* Excerpted records *
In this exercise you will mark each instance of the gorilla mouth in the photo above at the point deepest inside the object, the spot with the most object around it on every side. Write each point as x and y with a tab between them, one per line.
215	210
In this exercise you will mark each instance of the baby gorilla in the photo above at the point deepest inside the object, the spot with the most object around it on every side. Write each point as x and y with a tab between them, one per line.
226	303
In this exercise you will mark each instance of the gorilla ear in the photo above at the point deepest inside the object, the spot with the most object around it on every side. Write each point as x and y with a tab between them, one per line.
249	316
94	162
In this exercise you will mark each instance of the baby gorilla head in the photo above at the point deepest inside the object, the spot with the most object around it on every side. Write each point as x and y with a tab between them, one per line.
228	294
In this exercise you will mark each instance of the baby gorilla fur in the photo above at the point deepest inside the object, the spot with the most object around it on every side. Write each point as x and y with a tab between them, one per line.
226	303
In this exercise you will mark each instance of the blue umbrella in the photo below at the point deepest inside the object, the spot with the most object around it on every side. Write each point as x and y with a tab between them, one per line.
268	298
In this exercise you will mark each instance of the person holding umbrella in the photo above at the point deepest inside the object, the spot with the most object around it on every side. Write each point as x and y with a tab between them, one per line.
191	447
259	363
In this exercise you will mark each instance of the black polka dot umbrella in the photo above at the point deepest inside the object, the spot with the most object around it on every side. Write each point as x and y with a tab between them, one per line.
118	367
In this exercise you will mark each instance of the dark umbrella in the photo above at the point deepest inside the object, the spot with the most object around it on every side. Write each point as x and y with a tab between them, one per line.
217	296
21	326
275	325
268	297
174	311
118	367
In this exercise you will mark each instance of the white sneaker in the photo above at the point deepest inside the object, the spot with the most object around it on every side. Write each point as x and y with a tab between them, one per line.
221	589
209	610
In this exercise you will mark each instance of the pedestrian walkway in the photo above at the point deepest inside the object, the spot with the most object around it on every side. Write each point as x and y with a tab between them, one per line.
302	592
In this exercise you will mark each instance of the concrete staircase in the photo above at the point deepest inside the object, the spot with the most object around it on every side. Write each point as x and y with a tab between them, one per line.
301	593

* Problem *
The complete set of entries above must be reproduced verbatim.

* Answer *
In this exercise you will mark each instance of the gorilla mouth in the photo above at the point deepest inside the object, the spot with the most object around it on every side. Write each point as x and y with a tab between them, one per line.
215	210
In this exercise you will mark each instance of the baby gorilla in the photo above at the point deepest inside the object, the spot with the most object around it on every side. Write each point as x and y with a tab between them, one per line.
226	303
In this exercise you will mark each instance of the gorilla ear in the photo above at the point deepest inside the object, the spot with the most object around it on every side. Write each point as x and y with a tab between them, one per line.
249	316
94	162
In this exercise you will mark each instance of the baby gorilla head in the photo above at the point deepest inside the object, the spot with the most object around it on every side. Write each point as x and y with a tab between them, one per line.
228	294
In this exercise you will mark each instance of the baby gorilla fur in the photo above at the point deepest inside the object, the spot with the most object around it on every side. Write each point as x and y with a tab between them, one per line.
226	303
In this exercise you will mark each instance of the blue umbrella in the photo below at the point deepest inside the object, the spot with the most object around it on every side. Write each point as x and y with a tab between them, one per line.
268	298
In this exercise you will mark each instance of the person holding umbrella in the photo above at the point deepest inside the object, the spot with the most object around it on every side. Write each point as x and y with a tab between them, one per line.
191	447
259	363
In this exercise you will mark each instance of the black polka dot umbrella in the photo above at the point deepest inside the object, the spot with the most object around it on every side. Write each point as x and y with a tab between them, one per line.
118	367
In this exercise you will mark each instance of the dark umbrella in the photo above at the point deepest inside the object, the spot with the most object around it on every side. Write each point as x and y with a tab between them, one per line.
217	296
21	326
275	325
268	297
174	311
118	367
In this exercise you will mark each instance of the white sneaker in the photo above at the point deepest inside the object, the spot with the most object around it on every side. Write each point as x and y with a tab between them, one per line.
221	589
209	610
In this exercise you will mark each instance of the pedestrian walkway in the photo above at the point deepest inside the object, the spot with the most object around it on every side. Write each point as x and y with a tab between them, one per line.
302	592
In this exercise you will mark each instance of the concrete staircase in the photo above at the point deepest inside the object, the spot with the most object around it on every side. Write each point as x and y with a tab between them, one per line.
301	593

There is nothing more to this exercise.